**Stated goal A**
In the balanced-lines forum thread, which microphone is named as an example of a dynamic microphone?
**Stated goal B**
Give the username of every person who posts in the balanced-lines forum thread.
**Stated goal C**
Output the passage of the balanced-lines forum thread from "Balanced mic lines use" to "mic lines work.".

**Document extract**
******************************
# Audio QOTD: Balanced Lines



## Dillon (Oct 13, 2008)

Here's one of my favorite questions to ask when interviewing an audio tech:

Balanced mic lines use three conductors to carry a signal. We all know that an audio signal can be carried with just two lines. Describe to me how balanced mic lines work.

It's a simple question that not many audio guys have ever really stopped to think about. You'll be surprised at how difficult it can be to describe what you may think to be obvious.


----------



## zuixro (Oct 13, 2008)

The way I understand it, is that one line carries the correct waveform, another carries the same waveform but inverted, and the last conductor carries a ground, which (should) always be the average of the two other conductors.


----------



## David Ashton (Oct 13, 2008)

I explain it like this, you have a pair of closely twisted wires so when a pulse of electrical interference passes through the pair it induces a + pulse in one conductor and an identical negative pulse in the other, which cancels it out.This is because the currents are flowing in opposite directions so that it adds to one and subtracts from the other
The screen around the cable helps to reduce the interference by draining it to earth, which it does to a degree but the tight twisting of the pairs is the best factor.I found this out in a previous life as a high power measurement testing technician.


----------



## waynehoskins (Oct 13, 2008)

The shield serves chiefly to keep RF out (and a braided shield does a far better job of this than a foil shield). Most all the rest of the noise-immunity is the result of the balanced signal on the twisted pair.

It's a good question. I like it.


----------



## derekleffew (Oct 13, 2008)

waynehoskins said:


> ... (and a braided shield does a far better job of this than a foil shield)...


How can this be? A braided shield has holes in it, whereas a foil shield "locks in freshness"?

My understanding is the differences in shielding are mechanical, not electrical.


----------



## philhaney (Oct 13, 2008)

waynehoskins said:


> The shield serves chiefly to keep RF out (and a braided shield does a far better job of this than a foil shield).




derekleffew said:


> How can this be? A braided shield has holes in it, whereas a foil shield "locks in freshness"?
> 
> My understanding is the differences in shielding are mechanical, not electrical.



As far as braided vs. foil are concerned it depends on frequency. To the appropriate frequency a chain-link fence looks like a solid wall, whereas we can see right through it.

Now to the question at hand:

A balanced mic line has three conductors. One crries the original audio, the second carries the audio 180-degrees out of phase with the original signal, and the third wire is the common. In a dynamic microphone, like the SM-58, this is done by using a transformer with a center-tap on the secondary side, the center-tap wire being the common or ground. Now, when outside noise gets introduced into the cable it will be in phase with itself on both audio conductors. At the other end of the line (i.e. mixing board), the audio on the second conductor is inverted 180-degrees, placing it back in phase with the original signal, and the two are combined. This causes any noise on this line to be 180-degrees out of phase with the same noise on the original audio line, and the noise cancels itself out.
******************************
**Dataset records**
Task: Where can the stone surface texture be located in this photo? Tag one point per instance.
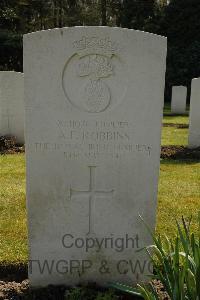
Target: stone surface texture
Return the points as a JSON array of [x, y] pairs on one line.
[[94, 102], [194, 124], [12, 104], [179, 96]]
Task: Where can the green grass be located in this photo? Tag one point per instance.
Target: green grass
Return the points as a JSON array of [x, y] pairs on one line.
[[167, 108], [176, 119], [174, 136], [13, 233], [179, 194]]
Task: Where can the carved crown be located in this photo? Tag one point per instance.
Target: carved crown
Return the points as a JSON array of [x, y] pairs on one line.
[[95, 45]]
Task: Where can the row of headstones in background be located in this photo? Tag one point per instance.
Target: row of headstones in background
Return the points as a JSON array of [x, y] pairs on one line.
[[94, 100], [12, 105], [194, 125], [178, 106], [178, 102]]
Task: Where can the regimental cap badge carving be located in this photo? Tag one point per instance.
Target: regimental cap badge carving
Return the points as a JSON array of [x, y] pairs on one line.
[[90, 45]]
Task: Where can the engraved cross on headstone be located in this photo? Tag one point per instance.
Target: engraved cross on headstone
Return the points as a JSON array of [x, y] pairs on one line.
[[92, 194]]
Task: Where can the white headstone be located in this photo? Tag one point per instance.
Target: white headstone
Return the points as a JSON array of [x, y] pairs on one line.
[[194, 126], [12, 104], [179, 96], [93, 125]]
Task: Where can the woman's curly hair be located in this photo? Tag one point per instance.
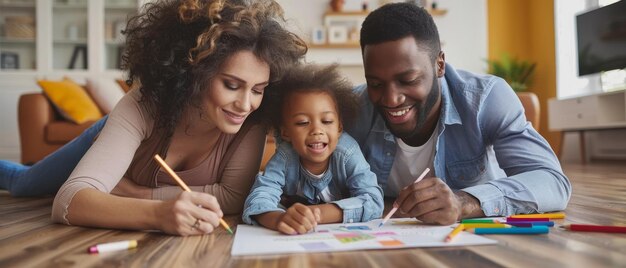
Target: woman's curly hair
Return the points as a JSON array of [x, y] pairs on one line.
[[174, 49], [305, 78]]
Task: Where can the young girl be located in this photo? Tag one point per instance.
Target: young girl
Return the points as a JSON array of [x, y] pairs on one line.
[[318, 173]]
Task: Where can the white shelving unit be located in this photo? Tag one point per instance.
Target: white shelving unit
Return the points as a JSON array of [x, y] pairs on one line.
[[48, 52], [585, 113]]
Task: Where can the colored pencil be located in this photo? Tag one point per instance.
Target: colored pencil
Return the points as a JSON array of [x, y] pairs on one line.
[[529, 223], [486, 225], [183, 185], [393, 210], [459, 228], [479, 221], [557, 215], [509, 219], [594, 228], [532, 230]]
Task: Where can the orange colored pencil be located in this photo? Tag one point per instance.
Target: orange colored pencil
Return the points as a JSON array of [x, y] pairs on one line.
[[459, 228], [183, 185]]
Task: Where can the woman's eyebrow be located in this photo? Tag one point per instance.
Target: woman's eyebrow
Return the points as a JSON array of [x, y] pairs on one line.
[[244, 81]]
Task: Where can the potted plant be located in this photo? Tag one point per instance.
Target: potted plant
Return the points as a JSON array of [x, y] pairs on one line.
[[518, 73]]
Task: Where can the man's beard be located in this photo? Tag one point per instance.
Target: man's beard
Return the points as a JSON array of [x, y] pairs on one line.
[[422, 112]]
******************************
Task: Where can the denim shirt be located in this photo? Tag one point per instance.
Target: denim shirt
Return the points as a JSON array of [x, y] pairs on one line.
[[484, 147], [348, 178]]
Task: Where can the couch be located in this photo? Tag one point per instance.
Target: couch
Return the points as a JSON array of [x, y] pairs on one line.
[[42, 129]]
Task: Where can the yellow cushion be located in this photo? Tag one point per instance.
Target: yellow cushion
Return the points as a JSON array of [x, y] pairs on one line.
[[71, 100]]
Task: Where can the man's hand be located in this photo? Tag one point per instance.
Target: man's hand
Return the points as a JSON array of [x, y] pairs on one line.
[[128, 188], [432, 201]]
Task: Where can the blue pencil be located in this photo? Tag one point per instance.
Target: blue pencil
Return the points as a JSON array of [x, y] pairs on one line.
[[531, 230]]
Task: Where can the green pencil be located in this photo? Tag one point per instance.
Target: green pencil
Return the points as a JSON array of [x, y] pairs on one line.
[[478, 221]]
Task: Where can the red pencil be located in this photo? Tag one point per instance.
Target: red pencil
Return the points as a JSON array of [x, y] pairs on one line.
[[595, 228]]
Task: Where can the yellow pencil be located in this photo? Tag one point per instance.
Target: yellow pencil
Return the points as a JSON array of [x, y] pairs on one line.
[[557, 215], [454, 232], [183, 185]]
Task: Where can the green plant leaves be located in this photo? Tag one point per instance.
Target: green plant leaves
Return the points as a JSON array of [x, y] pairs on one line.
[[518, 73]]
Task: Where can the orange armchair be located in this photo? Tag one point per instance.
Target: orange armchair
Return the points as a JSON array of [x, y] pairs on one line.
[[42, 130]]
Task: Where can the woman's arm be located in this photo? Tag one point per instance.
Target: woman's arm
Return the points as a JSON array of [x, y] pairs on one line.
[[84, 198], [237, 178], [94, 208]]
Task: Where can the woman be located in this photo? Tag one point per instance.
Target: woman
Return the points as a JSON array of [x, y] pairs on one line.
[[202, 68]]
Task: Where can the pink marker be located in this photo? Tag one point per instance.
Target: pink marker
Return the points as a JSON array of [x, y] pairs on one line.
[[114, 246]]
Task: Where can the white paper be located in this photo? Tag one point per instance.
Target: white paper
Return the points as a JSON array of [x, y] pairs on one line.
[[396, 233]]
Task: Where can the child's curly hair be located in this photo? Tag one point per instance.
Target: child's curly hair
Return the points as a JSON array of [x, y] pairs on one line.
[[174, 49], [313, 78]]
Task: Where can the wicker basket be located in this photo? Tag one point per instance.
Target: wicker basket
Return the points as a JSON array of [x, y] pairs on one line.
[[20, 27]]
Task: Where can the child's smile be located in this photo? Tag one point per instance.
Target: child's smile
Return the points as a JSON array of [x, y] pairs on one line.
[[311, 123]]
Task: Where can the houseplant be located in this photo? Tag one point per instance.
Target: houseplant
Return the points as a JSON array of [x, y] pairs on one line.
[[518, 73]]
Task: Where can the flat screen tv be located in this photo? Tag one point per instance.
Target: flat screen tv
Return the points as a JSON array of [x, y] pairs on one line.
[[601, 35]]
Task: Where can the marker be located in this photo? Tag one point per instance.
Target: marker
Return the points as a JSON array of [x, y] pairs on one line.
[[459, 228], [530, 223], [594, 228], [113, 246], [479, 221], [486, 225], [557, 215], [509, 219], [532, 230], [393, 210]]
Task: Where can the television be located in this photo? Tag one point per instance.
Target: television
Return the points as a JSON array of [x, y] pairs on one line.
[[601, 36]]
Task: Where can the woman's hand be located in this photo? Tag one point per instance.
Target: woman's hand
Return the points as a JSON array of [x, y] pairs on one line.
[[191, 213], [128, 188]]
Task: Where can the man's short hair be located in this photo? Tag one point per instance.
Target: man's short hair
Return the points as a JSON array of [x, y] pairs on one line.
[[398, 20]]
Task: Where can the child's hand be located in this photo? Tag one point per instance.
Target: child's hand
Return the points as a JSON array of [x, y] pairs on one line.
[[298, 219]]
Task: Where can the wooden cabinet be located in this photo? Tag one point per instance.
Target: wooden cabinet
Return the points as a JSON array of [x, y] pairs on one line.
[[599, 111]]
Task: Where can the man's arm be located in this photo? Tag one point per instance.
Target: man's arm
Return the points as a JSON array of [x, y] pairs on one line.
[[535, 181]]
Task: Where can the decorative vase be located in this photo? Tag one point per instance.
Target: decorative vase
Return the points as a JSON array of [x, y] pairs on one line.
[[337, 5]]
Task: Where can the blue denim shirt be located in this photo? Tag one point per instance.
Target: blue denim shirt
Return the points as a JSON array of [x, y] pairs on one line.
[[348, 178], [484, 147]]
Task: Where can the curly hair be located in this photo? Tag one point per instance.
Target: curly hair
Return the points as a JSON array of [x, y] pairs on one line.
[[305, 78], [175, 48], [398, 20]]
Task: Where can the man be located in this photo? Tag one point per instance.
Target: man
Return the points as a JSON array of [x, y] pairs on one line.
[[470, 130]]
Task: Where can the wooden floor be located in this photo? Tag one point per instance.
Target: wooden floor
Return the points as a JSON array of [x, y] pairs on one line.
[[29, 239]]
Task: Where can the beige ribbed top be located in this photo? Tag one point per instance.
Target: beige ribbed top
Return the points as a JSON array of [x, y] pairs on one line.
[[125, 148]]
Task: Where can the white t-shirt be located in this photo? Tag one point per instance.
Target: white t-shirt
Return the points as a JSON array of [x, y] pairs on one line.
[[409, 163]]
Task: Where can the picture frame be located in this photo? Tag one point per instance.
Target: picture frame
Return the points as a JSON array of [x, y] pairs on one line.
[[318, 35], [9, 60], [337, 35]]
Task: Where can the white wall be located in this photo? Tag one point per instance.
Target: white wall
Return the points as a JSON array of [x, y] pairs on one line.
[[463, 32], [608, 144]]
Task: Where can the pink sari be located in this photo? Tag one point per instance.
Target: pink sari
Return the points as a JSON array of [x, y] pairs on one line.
******************************
**Written solution A**
The SM-58.

**Written solution B**
Dillon, zuixro, David Ashton, waynehoskins, derekleffew, philhaney

**Written solution C**
Balanced mic lines use three conductors to carry a signal. We all know that an audio signal can be carried with just two lines. Describe to me how balanced mic lines work.